◆ **AIM**: Rewrite the data below, replacing "biggest circle" with "largest circle" wherever it occurs and keeping everything else the same.
********************
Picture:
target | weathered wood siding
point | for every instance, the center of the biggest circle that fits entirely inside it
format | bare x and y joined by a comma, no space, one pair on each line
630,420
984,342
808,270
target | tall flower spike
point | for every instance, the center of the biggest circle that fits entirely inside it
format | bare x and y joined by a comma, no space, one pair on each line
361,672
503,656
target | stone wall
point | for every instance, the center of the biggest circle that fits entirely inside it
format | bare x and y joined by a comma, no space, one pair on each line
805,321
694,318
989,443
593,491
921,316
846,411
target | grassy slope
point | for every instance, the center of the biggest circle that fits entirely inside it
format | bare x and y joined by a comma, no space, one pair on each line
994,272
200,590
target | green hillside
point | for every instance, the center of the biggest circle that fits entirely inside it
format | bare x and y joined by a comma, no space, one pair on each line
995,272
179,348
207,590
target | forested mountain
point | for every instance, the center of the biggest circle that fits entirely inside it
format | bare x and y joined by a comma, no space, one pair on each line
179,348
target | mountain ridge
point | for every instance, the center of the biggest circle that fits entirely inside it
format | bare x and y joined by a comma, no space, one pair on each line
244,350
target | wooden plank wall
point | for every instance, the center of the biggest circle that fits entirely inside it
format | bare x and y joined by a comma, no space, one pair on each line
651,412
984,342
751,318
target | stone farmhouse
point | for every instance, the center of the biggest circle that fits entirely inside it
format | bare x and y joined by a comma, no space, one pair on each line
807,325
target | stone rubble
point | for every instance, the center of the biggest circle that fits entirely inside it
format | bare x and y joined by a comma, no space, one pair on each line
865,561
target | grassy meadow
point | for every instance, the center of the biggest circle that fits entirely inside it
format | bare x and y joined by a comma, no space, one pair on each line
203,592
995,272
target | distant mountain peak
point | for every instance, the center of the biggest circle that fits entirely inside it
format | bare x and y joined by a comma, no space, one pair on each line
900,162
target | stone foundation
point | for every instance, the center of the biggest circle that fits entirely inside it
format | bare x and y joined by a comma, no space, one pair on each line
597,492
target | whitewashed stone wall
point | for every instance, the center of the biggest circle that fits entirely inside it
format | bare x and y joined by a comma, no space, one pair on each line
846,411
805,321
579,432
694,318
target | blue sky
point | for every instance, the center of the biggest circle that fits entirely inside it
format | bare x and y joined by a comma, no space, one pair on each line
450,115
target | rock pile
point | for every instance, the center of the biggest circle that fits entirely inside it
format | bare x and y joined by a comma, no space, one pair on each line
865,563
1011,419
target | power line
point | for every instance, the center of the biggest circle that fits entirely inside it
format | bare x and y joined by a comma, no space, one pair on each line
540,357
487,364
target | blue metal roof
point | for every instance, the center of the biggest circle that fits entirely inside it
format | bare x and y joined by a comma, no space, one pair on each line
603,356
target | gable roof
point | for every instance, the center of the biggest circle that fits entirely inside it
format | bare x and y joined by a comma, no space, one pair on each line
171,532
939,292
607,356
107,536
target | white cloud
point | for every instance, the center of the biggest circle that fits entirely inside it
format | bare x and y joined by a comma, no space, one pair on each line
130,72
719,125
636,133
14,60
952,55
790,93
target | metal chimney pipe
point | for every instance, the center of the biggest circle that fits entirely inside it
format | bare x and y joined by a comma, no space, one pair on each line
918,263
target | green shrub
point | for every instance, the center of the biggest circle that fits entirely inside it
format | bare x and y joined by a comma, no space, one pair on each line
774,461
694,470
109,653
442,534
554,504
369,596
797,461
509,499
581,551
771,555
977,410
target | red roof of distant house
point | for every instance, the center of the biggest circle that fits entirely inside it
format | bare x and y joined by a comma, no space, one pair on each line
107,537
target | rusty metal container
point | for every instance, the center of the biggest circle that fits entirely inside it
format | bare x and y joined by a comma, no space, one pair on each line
********************
◆ **RESPONSE**:
Picture:
target | weathered wood siding
point | for every instance, the center of the largest circle that fits entirely inside it
format | bare x and y joined by a comma, no space, one pair on each line
630,420
984,342
808,270
target | tall flower spike
point | for every instance, the center of the largest circle that fits entirely inside it
format | bare x and y joined by a comma, no space, one pair on each line
361,672
503,656
target | stone wall
point | for every instance, the center of the largest circle that fits entirely inside it
format | bare x and y joined by a comma, no space, one pair on each line
805,321
694,318
989,443
593,491
921,316
846,411
target | grassy slope
point | for every instance, the center of the largest circle that fits entirely inside it
format | bare x and y joined by a comma, no space, one pair on each line
994,272
200,590
target | green hillside
point | for every instance, the center of the largest circle that fits entirely inside it
format | bare x and y joined by a comma, no space, one pair on each line
995,272
179,348
207,590
target | forested mountain
point | for every instance, the center of the largest circle that fits entirely inside it
format | bare x and y joined by a comma, no space, one pair on each line
179,348
target | mountain ridge
point | for every instance, the center of the largest circle that fits entirely inside it
format | bare x and y joined by a comma, no space, one pair on each line
244,350
target | wooden plank wall
point | for every instance, the center of the largest circle that fits entirely inside it
format | bare x and y joined by a comma, no space, one pair on each line
651,412
984,342
751,318
target | stone farmhouse
point | for every instance, the center of the largest circle that fits entirely inside it
format | bare x and y joined by a comma, no space, one pair on each line
807,325
target | stone rubble
point | for every instance, the center of the largest circle that fits entirely inside it
format | bare x and y joined by a comma, no space, one pair on each line
865,561
target | grassy meadow
point | for every instance, the center of the largest circle that fits entirely inside it
format | bare x and y joined by a comma, no space, one pair on each line
203,592
995,272
target | distant mountain peak
point | for every instance, the center of the largest circle that fits entirely inside it
format | bare x and y joined by a comma, no space, one pair on each line
900,162
target | stone foundation
point | for every instance, the center of the largest circle that fits entirely inside it
format | bare x and y joined by a comma, no space, one pair on each line
597,492
target | whitewashed stone wall
point | for every instance, the center of the largest circle that fits entirely inside it
format | bare x and y joined by a comma, no space, one pair on each line
846,411
805,321
579,432
694,318
target | blue sky
point | for every instance, the center of the largest circle that fits entirely inside it
format | bare x and y joined by a comma, no space, one pair on each line
450,115
target | rock pile
point | for every instance, the center of the largest circle that fits entirely inside it
format | bare x and y joined by a comma, no space, one pair on each line
865,563
1011,419
target | power line
point | for every instance, the center of the largest circle that fits entirely inside it
format | bare x and y joined by a comma, no space, one pair on each line
540,357
487,364
target | blue metal roof
point | for every instance, the center of the largest circle that fits entirely inside it
format | bare x and y joined by a comma, no space, one pair on each line
603,356
target | gable roof
point | for every instance, the center of the largest circle that fits entirely inside it
format | bare x and y joined by a comma, no space, one pair on each line
171,532
939,292
607,356
107,536
target | white cloud
point | for every instance, the center of the largest circle that fits entirely inside it
format | bare x and y joined by a comma, no space, one pair on each line
130,72
719,125
636,133
14,60
952,55
790,93
target | metal chimney pipe
point | for every instance, the center of the largest circle that fits entirely inside it
format | bare x and y joined by a comma, no space, one pair on each line
918,263
target | green shrub
point | for every instance, the center of the largest circle that fits entirely inside it
format | bare x and y joined by a comma, no space, one pair on each line
774,461
694,470
109,653
442,534
554,504
369,596
797,461
509,499
581,551
771,555
977,410
target | red roof of distant house
point | for every instance, the center of the largest circle that fits entirely inside it
format | bare x and y joined by a comma, no space, one pair on each line
107,537
target | rusty metal container
point | for every instance, the center of the largest circle that fits entirely inside it
format | bare x and y joined by a comma, no space, one pair on each line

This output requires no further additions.